**Given records:**

-- BEGIN --

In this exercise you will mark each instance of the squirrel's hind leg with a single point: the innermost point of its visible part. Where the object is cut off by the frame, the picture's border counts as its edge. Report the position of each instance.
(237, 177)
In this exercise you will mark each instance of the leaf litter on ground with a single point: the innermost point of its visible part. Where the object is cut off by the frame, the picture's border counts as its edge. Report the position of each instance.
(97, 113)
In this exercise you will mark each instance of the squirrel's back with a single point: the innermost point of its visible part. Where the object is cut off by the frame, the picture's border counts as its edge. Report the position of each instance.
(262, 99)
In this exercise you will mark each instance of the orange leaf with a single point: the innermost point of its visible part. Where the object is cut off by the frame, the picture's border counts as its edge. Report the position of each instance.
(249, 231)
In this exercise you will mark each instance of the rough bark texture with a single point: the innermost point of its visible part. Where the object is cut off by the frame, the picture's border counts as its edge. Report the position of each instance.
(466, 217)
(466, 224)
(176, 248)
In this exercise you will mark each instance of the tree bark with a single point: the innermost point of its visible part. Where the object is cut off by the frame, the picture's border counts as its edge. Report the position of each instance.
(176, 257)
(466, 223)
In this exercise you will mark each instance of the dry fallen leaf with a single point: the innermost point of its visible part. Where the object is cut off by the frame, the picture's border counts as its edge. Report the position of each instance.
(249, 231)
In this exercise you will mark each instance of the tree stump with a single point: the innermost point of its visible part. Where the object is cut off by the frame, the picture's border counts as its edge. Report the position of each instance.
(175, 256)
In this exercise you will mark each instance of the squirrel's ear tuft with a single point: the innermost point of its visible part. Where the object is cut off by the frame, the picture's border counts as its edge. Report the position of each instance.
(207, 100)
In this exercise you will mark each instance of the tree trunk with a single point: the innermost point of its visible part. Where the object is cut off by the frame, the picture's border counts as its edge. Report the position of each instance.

-- END --

**Given task:** Please rescale the stretch from the line containing "In this exercise you will mark each instance of the dry" through the end of the items, restating every line, requests included, with each point coordinate in the answers multiplied by 1.5 and rounded to a whole number, halves up. Give only those lines.

**Completed task:**
In this exercise you will mark each instance of the dry fallen leaf with a single point: the innermost point of its visible part. Where the object is cut off by the frame, the picture's border counts as its edge. Report the position of each instance.
(374, 347)
In this exercise you will mark each instance of the tree stump with a single point: the innermost point of its visible part. Where the object is cut off by the frame, the picture's border counts as its edge. Report the position of each instance.
(263, 384)
In this exercise you will mark each instance of the squirrel's ear tuft with a single point: the innermost point of its visible part. Where the object is cut off by the frame, the picture's border counts as its edge. Report the position of each instance.
(311, 150)
In this exercise you will mark each instance of the tree trunk with a single point: the innermost point of its visible part. Where the object is cut off by the frame, the picture's border counts as its edge. Report the position of each instance.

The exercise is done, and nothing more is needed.